▸ **TASK PROMPT**
How many lines in the entries below contain the string "fill"? Give only the number.

Stored entries
------------
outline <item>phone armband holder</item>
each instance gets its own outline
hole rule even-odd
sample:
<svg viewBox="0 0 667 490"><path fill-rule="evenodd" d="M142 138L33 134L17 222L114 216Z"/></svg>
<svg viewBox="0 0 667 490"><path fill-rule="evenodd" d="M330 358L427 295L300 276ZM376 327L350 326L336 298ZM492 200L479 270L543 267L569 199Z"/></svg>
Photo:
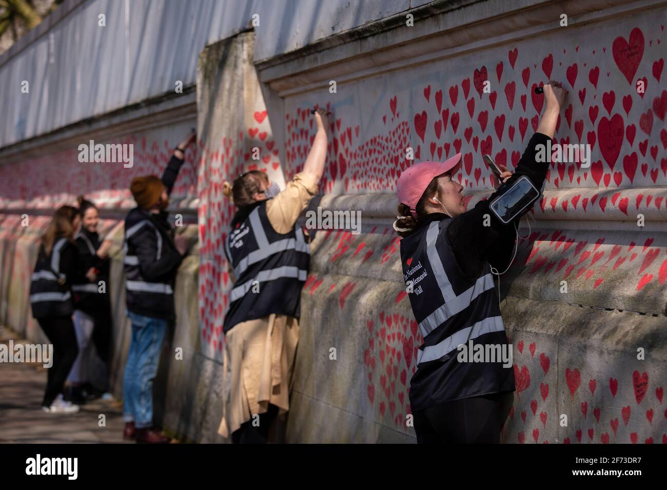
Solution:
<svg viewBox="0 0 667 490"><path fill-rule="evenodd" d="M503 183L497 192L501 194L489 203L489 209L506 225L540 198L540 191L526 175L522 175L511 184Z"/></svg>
------------
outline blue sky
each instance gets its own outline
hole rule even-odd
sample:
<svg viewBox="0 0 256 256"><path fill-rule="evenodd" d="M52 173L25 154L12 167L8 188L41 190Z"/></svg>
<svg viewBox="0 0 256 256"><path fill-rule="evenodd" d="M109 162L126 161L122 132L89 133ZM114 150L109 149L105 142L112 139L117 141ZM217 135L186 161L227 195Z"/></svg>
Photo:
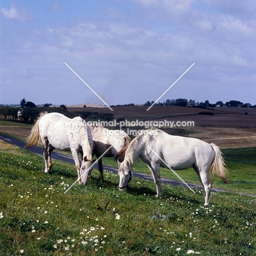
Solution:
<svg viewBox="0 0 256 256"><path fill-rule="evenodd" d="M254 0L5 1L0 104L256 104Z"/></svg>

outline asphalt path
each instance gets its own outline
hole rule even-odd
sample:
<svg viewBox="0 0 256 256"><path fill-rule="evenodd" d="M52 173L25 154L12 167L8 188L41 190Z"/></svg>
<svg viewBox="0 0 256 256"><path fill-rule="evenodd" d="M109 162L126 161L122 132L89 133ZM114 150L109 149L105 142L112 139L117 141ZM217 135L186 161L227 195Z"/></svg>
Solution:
------------
▸ **EXERCISE RESPONSE**
8